Lesetext
Auch habe das Landgericht seinen Beweisantritt zu der Behauptung übergangen, dass in den Gebührensätzen lediglich ein durchschnittlicher Gewinn von 20 % einkalkuliert sei, mithin die vom Kläger behauptete Gewinnspanne für seine freiberufliche Tätigkeit vollkommen unrealistisch sei.

Schließlich sei es entgegen der Auffassung des Landgerichts auch zulässig, sich zu der Behauptung des Klägers, die vorgelegten Rechnungen seien den sogenannten Urkundsvermessungen zuzuordnen, mit Nichtwissen zu erklären, denn die für die Beurteilung der richtigen Zuordnung maßgeblichen Tatsachen seien nicht Gegenstand seiner Wahrnehmung gewesen.

Des Weiteren erhebt das beklagte Land nunmehr gegen eine Vielzahl einzelner vom Kläger vorgelegter Rechnungen Einwände. Wegen dieser Einwände wird auf die Ausführungen in der Berufungsbegründungsschrift (Bl. 442 bis 492 GA) verwiesen.

Arbeitsaufträge
[1] Welcher durchschnittliche Gewinn ist nach der im Lesetext wiedergegebenen Behauptung in den Gebührensätzen einkalkuliert?
[2] Wie wird im Lesetext begründet, dass es zulässig sei, sich zur Zuordnung der vorgelegten Rechnungen zu den Urkundsvermessungen mit Nichtwissen zu erklären?

Aufgeführte Einträge

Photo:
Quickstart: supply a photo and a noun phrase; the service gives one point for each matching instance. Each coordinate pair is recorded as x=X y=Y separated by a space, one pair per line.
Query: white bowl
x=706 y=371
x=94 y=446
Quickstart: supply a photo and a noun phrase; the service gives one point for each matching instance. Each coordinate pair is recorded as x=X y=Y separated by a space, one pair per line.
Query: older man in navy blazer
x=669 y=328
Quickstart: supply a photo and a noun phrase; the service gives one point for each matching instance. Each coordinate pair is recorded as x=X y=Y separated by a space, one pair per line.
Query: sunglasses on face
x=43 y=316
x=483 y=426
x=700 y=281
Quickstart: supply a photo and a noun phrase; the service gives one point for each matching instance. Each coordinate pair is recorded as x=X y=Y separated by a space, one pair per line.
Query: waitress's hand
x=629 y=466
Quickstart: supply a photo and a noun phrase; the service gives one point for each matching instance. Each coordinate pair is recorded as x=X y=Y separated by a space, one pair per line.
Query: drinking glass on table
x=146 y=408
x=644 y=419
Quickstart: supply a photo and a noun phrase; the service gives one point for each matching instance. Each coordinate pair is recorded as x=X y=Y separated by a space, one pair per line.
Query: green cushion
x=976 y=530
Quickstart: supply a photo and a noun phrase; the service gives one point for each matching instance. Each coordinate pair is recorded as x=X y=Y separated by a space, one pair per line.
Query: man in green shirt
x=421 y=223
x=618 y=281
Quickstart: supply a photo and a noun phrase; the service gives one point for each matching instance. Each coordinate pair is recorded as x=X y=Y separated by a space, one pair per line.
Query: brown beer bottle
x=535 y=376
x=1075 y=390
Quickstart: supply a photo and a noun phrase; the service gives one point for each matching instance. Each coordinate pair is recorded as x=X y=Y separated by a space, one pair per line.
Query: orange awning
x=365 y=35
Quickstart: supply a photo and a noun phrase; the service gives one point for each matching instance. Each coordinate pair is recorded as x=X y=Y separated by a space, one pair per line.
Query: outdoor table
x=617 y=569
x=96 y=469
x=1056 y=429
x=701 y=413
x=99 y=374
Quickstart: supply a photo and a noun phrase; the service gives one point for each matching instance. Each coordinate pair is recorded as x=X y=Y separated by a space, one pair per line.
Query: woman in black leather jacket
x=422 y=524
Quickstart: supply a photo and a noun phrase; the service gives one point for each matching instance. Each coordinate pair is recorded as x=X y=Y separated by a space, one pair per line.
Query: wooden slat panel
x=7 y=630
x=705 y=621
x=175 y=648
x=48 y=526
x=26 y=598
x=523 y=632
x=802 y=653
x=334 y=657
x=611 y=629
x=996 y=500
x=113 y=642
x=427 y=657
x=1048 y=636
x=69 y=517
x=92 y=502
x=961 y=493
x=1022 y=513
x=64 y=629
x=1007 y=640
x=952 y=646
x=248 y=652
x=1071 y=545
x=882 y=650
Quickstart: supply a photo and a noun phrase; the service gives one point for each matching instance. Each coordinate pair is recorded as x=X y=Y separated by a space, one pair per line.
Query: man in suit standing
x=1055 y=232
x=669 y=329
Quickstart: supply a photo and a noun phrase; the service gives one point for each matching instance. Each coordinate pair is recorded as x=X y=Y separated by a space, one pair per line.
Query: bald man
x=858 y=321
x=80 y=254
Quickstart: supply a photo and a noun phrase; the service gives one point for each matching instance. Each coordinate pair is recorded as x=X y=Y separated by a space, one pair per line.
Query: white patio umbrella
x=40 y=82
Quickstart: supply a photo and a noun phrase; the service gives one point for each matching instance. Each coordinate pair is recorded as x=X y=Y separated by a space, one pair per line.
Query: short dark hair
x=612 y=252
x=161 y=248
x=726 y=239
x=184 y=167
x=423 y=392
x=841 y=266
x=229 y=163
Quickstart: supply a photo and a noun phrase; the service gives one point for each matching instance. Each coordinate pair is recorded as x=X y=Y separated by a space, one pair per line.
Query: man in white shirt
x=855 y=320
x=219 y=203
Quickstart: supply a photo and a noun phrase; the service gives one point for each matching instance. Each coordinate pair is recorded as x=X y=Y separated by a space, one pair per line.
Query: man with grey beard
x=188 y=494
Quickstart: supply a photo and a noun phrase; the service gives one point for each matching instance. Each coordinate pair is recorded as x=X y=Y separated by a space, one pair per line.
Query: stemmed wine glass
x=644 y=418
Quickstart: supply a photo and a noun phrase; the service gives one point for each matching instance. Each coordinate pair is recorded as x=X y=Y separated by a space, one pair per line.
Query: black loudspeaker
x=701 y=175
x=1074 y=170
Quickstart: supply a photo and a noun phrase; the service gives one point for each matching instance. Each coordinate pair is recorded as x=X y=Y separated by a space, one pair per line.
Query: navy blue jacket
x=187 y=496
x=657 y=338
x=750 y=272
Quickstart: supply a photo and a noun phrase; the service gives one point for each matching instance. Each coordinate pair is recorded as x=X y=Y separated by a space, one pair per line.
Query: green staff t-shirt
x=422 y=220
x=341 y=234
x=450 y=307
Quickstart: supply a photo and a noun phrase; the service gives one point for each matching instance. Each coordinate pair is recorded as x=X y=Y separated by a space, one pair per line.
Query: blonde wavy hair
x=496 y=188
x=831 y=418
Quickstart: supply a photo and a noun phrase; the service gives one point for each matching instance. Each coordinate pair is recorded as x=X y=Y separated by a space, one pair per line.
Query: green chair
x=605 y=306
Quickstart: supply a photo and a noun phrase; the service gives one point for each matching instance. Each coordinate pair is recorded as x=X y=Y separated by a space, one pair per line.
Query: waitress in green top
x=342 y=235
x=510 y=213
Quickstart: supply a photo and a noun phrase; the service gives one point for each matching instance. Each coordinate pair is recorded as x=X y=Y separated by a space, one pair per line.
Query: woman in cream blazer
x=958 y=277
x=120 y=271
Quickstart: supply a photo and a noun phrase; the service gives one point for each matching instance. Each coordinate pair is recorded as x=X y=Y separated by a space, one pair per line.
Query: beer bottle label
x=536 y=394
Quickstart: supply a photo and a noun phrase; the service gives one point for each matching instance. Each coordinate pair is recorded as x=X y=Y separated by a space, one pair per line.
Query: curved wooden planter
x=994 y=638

Antworten je Aufgabe
[1] Lediglich ein durchschnittlicher Gewinn von 20 %.

[2] Die Tatsachen, die für die Beurteilung der richtigen Zuordnung maßgeblich sind, waren nicht Gegenstand der eigenen Wahrnehmung. Deshalb sei eine Erklärung mit Nichtwissen zulässig.